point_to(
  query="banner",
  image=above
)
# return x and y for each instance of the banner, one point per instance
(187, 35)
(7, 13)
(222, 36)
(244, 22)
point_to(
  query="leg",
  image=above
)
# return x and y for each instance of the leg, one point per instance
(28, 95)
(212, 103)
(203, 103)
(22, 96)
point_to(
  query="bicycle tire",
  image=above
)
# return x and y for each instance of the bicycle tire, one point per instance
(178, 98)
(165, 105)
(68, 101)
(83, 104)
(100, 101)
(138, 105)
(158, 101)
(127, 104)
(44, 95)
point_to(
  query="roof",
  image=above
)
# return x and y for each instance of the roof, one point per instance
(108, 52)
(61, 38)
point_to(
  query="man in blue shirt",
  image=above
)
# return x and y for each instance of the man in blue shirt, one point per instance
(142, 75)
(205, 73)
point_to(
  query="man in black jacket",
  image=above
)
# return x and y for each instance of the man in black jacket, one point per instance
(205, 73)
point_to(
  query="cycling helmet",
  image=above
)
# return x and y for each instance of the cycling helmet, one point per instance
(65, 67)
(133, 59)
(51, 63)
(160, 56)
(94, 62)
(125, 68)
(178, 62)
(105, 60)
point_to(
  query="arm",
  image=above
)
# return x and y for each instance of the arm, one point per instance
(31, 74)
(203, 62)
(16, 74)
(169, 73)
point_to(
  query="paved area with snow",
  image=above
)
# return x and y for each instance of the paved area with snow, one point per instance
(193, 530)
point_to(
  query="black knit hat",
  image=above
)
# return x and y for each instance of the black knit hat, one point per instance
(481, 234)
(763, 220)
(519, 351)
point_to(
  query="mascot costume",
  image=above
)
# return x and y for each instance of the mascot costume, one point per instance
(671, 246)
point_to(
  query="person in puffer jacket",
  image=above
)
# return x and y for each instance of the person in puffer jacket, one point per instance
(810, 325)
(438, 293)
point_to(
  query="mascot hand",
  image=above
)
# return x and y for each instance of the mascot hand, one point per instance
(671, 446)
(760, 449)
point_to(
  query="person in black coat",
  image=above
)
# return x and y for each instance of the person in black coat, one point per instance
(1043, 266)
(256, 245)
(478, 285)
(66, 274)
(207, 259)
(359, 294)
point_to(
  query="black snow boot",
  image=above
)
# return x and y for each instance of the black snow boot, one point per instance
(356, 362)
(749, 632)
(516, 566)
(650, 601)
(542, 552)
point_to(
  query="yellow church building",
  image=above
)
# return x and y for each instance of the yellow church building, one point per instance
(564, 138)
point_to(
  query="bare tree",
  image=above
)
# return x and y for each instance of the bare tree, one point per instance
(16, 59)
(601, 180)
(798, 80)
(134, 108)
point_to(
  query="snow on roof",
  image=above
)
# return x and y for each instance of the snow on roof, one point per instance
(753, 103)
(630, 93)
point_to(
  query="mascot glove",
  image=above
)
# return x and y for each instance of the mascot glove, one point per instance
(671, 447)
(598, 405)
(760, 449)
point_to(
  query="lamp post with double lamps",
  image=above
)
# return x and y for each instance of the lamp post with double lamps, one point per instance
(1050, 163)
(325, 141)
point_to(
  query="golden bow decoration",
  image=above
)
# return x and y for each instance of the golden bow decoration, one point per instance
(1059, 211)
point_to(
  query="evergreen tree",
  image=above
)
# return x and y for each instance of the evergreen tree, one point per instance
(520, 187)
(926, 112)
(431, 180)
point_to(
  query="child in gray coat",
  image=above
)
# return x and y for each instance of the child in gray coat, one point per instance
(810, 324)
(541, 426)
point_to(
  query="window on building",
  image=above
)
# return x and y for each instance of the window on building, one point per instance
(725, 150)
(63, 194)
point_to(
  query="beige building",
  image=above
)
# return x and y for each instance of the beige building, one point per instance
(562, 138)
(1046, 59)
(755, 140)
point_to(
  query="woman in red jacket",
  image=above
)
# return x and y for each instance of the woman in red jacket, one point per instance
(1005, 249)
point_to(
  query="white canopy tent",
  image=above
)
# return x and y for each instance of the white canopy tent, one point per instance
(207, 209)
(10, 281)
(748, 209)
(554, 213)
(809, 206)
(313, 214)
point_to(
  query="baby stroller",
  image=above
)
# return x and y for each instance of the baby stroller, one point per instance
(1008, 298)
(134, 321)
____________
• WHAT YOU WILL DO:
Write every record out again, unaltered.

• ANSWER TO THIS TASK:
point_to(
  query="banner",
  image=above
)
# return x and y for each instance of the banner, one point per instance
(187, 35)
(7, 13)
(222, 36)
(244, 22)
point_to(
  query="leg",
  image=above
)
# return x and y for each instance of the leg, one point per instance
(28, 95)
(212, 103)
(203, 103)
(22, 96)
point_to(
  query="bicycle tire",
  image=above
)
# return x and y for each instance of the bicycle tire, one point per instance
(178, 98)
(165, 105)
(68, 101)
(83, 104)
(100, 101)
(138, 105)
(158, 101)
(127, 104)
(44, 95)
point_to(
  query="roof",
  image=above
)
# return x and y for each instance of the roof, one point per instance
(108, 52)
(61, 38)
point_to(
  query="man in blue shirt",
  image=above
)
# return x and y for each instance of the man in blue shirt, one point per instance
(142, 75)
(205, 73)
point_to(
  query="man in black jacket",
  image=above
)
# return x and y for each instance of the man in black jacket, one point per instance
(205, 73)
point_to(
  query="cycling helmet",
  image=above
)
# return x and y for each instance of the cycling helmet, one point per instance
(65, 67)
(133, 59)
(51, 63)
(160, 56)
(94, 62)
(125, 68)
(178, 62)
(105, 60)
point_to(
  query="arm",
  image=above
)
# return x and y for each instance of the arm, one point per instance
(31, 74)
(203, 62)
(16, 74)
(169, 73)
point_to(
  query="paved area with snow",
  image=above
)
# return x and y for each instance of the paved area with snow, one point per instance
(193, 530)
point_to(
  query="black knit hat",
  image=above
)
# return x and y for each instance of the black knit hat, one point per instance
(481, 234)
(763, 220)
(519, 351)
point_to(
  query="mascot costume",
  image=above
)
# return x and y for each instance of the mascot costume, one point per instance
(671, 246)
point_to(
  query="person in puffer jacket",
  image=above
)
# return x and y for each instance of the person in puffer jacket, one point per instance
(810, 325)
(438, 293)
point_to(
  query="mascot hand",
  image=above
)
# return x and y for each instance of the mascot hand, one point per instance
(671, 446)
(760, 449)
point_to(
  query="person in black coat",
  image=above
)
# return x and y for each instance of the person in black coat, one point per instance
(1043, 266)
(256, 245)
(478, 285)
(66, 274)
(207, 259)
(359, 294)
point_to(
  query="black snow boot",
  image=above
)
# return x and y for each instance of the black snow boot, one point per instance
(356, 362)
(749, 632)
(516, 566)
(650, 601)
(542, 552)
point_to(
  query="yellow church building",
  image=above
)
# return x and y for each instance of the yellow church building, one point per instance
(564, 138)
point_to(
  query="bare tree",
  image=above
)
# return x and y for each instance of the bare tree, one point per instance
(16, 59)
(601, 180)
(798, 80)
(134, 108)
point_to(
  query="snow on roof",
  image=above
)
# return x and y for each instance of the snow on roof, one point per instance
(753, 103)
(630, 93)
point_to(
  query="mascot glove",
  image=above
)
# return x and y for each instance of the mascot glove, one point per instance
(671, 447)
(598, 405)
(760, 449)
point_to(
  query="lamp post with double lamps",
  image=above
)
# return x and y for each instance of the lamp post with double lamps, one point per instance
(1050, 163)
(325, 141)
point_to(
  query="golden bow decoration",
  image=above
)
# return x and y for each instance of the golden bow decoration, one point per instance
(1059, 211)
point_to(
  query="evergreen tree",
  image=above
)
# return x and y for each instance of the evergreen tree, one point per instance
(520, 187)
(926, 112)
(431, 180)
point_to(
  query="child in gray coat",
  image=above
)
# return x and y for each instance of the child in gray coat, one point per instance
(810, 324)
(541, 426)
point_to(
  query="window on building",
  image=above
)
# return x and y for each instance of the window on building, one point per instance
(725, 150)
(63, 194)
point_to(
  query="beige building",
  image=above
)
# return x and y for each instance of the beige building, one point per instance
(562, 138)
(1046, 59)
(755, 140)
point_to(
  query="woman in red jacket",
  image=above
)
# return x and y for each instance of the woman in red jacket, one point per instance
(1005, 249)
point_to(
  query="white canopy tent",
  image=above
)
# return x and y for each instance of the white canopy tent, one point per instance
(207, 209)
(10, 281)
(748, 209)
(554, 213)
(809, 206)
(313, 214)
point_to(
  query="baby stroller",
  image=above
)
# return x and y for each instance of the baby stroller, one point per instance
(1008, 298)
(134, 321)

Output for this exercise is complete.